## Goal of the exercise
Could the data below be copied exactly, minus the pictures?

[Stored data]
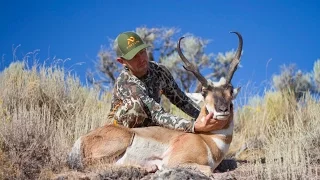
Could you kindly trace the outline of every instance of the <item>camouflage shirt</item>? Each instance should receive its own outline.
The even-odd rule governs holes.
[[[174,116],[162,108],[162,94],[189,116],[198,117],[199,107],[181,91],[169,70],[149,62],[148,73],[141,78],[127,68],[122,70],[113,89],[109,118],[129,128],[160,125],[194,132],[194,120]]]

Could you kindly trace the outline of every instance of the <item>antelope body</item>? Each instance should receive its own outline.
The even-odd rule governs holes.
[[[198,118],[208,112],[222,123],[220,129],[203,133],[186,133],[152,126],[125,128],[105,125],[81,136],[68,155],[71,168],[82,169],[96,163],[117,165],[139,165],[155,171],[163,167],[188,166],[211,173],[227,153],[233,134],[232,100],[239,92],[233,89],[232,76],[240,61],[242,37],[239,33],[239,46],[231,62],[229,74],[218,83],[207,81],[182,54],[180,42],[178,53],[185,63],[184,68],[191,71],[203,86],[203,106]]]

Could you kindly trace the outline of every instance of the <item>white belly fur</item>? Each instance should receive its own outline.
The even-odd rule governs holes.
[[[163,144],[154,139],[136,135],[131,146],[127,148],[125,154],[116,162],[116,164],[139,164],[142,167],[157,165],[157,167],[161,169],[163,166],[162,159],[168,148],[168,144]]]

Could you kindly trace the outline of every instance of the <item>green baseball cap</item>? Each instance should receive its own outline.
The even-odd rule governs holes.
[[[140,36],[134,32],[124,32],[118,35],[117,56],[131,60],[139,51],[148,47]]]

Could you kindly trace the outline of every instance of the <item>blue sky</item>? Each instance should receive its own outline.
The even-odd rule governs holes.
[[[320,1],[1,1],[1,70],[18,57],[39,49],[40,62],[54,56],[71,60],[81,79],[94,70],[101,45],[122,31],[136,27],[176,27],[211,39],[205,51],[236,48],[235,35],[244,38],[244,54],[234,83],[257,85],[280,72],[283,64],[295,63],[311,71],[320,58]],[[82,65],[76,65],[78,63]]]

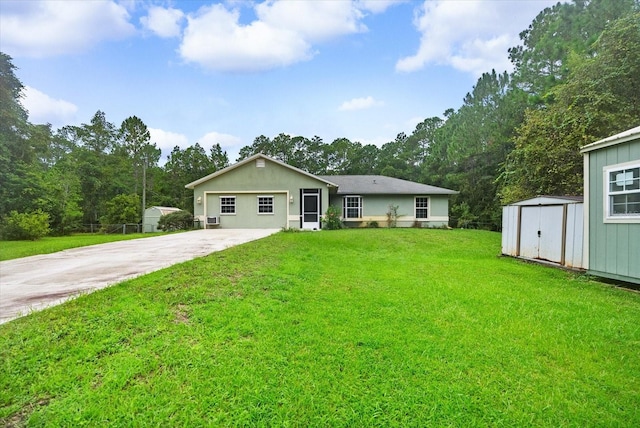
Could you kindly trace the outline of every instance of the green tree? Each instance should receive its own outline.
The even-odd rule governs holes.
[[[214,151],[217,153],[218,148]],[[183,210],[193,210],[193,191],[185,189],[191,183],[212,174],[226,165],[226,153],[210,157],[204,148],[196,143],[181,149],[175,146],[165,163],[160,191],[165,195],[166,204]]]
[[[100,218],[103,226],[108,224],[137,224],[140,222],[140,197],[122,194],[105,204],[105,214]]]
[[[327,174],[350,174],[351,165],[362,145],[352,143],[347,138],[336,138],[324,146],[324,158],[327,162]]]
[[[0,219],[11,211],[38,208],[42,187],[42,139],[32,138],[37,128],[20,103],[23,86],[15,70],[11,57],[0,52]]]
[[[325,143],[322,138],[315,135],[308,139],[294,137],[294,152],[296,167],[311,174],[324,174],[327,170],[327,160],[324,157]]]
[[[610,24],[594,55],[574,56],[572,72],[544,110],[527,112],[505,163],[502,201],[582,193],[580,147],[640,117],[640,13]]]
[[[349,174],[368,175],[377,173],[380,149],[373,144],[357,145],[349,162]]]
[[[122,149],[126,158],[131,162],[131,169],[133,170],[133,191],[138,193],[138,184],[141,182],[143,170],[150,161],[148,159],[149,150],[147,146],[150,145],[151,134],[147,125],[137,116],[126,118],[120,125],[119,132],[122,140]]]
[[[52,231],[67,235],[80,229],[80,178],[69,162],[58,162],[44,176],[43,194],[39,205],[50,216]]]
[[[500,227],[496,177],[525,108],[526,96],[509,75],[492,71],[478,79],[458,110],[445,112],[444,122],[432,121],[421,177],[460,192],[452,198],[454,221],[464,214],[465,222],[474,218],[479,227]]]
[[[238,153],[237,160],[239,162],[243,159],[249,158],[258,153],[262,153],[274,159],[282,160],[278,157],[279,153],[275,144],[271,141],[269,137],[266,137],[264,135],[260,135],[256,137],[253,140],[253,144],[251,144],[250,146],[244,146],[243,148],[241,148],[240,152]]]
[[[605,26],[637,11],[637,0],[573,0],[538,14],[520,33],[522,45],[509,49],[515,80],[541,103],[570,73],[572,53],[587,54]]]
[[[209,158],[211,159],[213,171],[220,171],[229,166],[229,156],[218,143],[211,146]]]
[[[81,177],[83,221],[97,223],[106,201],[130,191],[122,159],[112,156],[119,144],[117,129],[104,112],[97,111],[89,123],[65,127],[62,132],[76,146],[70,156]]]

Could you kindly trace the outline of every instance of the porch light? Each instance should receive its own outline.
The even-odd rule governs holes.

## Output
Could you kindly trace the outline of every instance of the <item>camouflage shirt</item>? Each instance should receive its own outline.
The even-odd rule governs holes.
[[[174,116],[162,108],[162,94],[189,116],[198,117],[199,107],[181,91],[169,70],[149,62],[148,73],[141,78],[127,68],[122,70],[113,89],[109,118],[129,128],[160,125],[194,132],[194,120]]]

Could you kindly trace the outline of every instance of the <item>antelope body</item>? Each instance should receive its own outline.
The even-odd rule governs holes.
[[[198,118],[208,112],[222,123],[220,129],[203,133],[186,133],[152,126],[125,128],[105,125],[81,136],[68,155],[71,168],[82,169],[96,163],[117,165],[139,165],[155,171],[163,167],[188,166],[211,173],[227,153],[233,134],[232,100],[239,92],[233,89],[232,76],[240,61],[242,37],[239,33],[239,46],[231,62],[229,74],[218,83],[207,81],[182,54],[180,42],[178,53],[185,63],[184,68],[191,71],[203,86],[203,106]]]

Could you kindly trace the outline of every instance of the <item>white belly fur</item>? Each instance should receive its own outline.
The even-odd rule governs holes.
[[[163,144],[154,139],[136,135],[131,146],[127,148],[125,154],[116,162],[116,164],[139,164],[142,167],[157,165],[157,167],[161,169],[163,166],[162,159],[168,148],[168,144]]]

Could you kindly trace the outline of every instance of the <item>green baseball cap</item>? Each instance should receive its own outline.
The even-odd rule governs holes.
[[[140,36],[134,32],[124,32],[118,35],[117,56],[131,60],[139,51],[148,47]]]

Could you kindly trace the outline of every instance of the <item>blue sky</item>? Each instance should receive its own outline.
The even-odd rule governs holes.
[[[320,1],[1,1],[1,70],[18,57],[39,49],[40,62],[54,56],[71,60],[81,79],[94,70],[101,45],[122,31],[136,27],[176,27],[211,39],[205,51],[236,48],[235,35],[244,38],[244,54],[234,83],[257,85],[280,72],[283,64],[295,63],[311,71],[320,58]],[[82,65],[76,65],[78,63]]]

Could you kindly trace the outline of every instance of the green tree? Each instance should receive its own outline.
The even-odd rule governs holes.
[[[214,151],[217,153],[218,148]],[[183,210],[193,210],[193,191],[185,189],[191,183],[212,174],[226,165],[226,153],[210,157],[204,148],[196,143],[181,149],[175,146],[165,163],[160,191],[165,195],[166,204]]]
[[[100,218],[103,226],[108,224],[137,224],[140,222],[140,197],[122,194],[105,204],[105,214]]]
[[[327,174],[350,174],[351,165],[362,145],[352,143],[347,138],[336,138],[324,146],[324,158],[327,162]]]
[[[0,219],[11,211],[38,208],[42,187],[42,139],[32,138],[37,128],[20,103],[23,86],[15,70],[11,57],[0,52]]]
[[[325,143],[322,138],[315,135],[308,139],[294,137],[294,152],[296,167],[311,174],[324,174],[327,170],[327,160],[324,157]]]
[[[610,24],[594,55],[574,56],[572,72],[544,110],[527,112],[505,163],[502,201],[582,193],[580,147],[640,117],[640,13]]]
[[[349,174],[368,175],[377,173],[380,149],[373,144],[357,145],[349,162]]]
[[[122,149],[126,158],[131,162],[131,169],[133,170],[133,191],[138,193],[138,184],[141,182],[143,170],[150,161],[148,159],[149,150],[147,146],[150,145],[151,134],[147,125],[137,116],[126,118],[120,125],[119,132],[122,140]]]
[[[52,231],[67,235],[80,229],[80,178],[69,162],[58,162],[44,176],[43,194],[39,205],[50,216]]]
[[[500,227],[496,177],[525,108],[526,96],[509,75],[492,71],[478,79],[458,110],[445,112],[444,122],[432,121],[421,177],[460,192],[452,198],[454,221],[464,214],[465,222],[474,218],[479,227]]]
[[[238,153],[237,160],[239,162],[243,159],[249,158],[258,153],[262,153],[274,159],[282,160],[278,157],[279,153],[275,144],[271,141],[269,137],[266,137],[264,135],[260,135],[256,137],[253,140],[253,144],[251,144],[250,146],[244,146],[243,148],[241,148],[240,152]]]
[[[605,26],[637,11],[637,0],[573,0],[538,14],[520,33],[522,45],[509,49],[515,80],[541,103],[570,73],[572,53],[587,54]]]
[[[209,158],[211,159],[213,171],[220,171],[229,166],[229,156],[218,143],[211,146]]]
[[[81,177],[83,221],[97,223],[106,201],[130,191],[122,159],[112,156],[119,144],[117,129],[104,112],[97,111],[89,123],[65,127],[62,132],[76,146],[70,156]]]

Could you kindly trace the outline of every instance of the porch light? Each instance should receive its own outline.
The even-odd rule governs holes.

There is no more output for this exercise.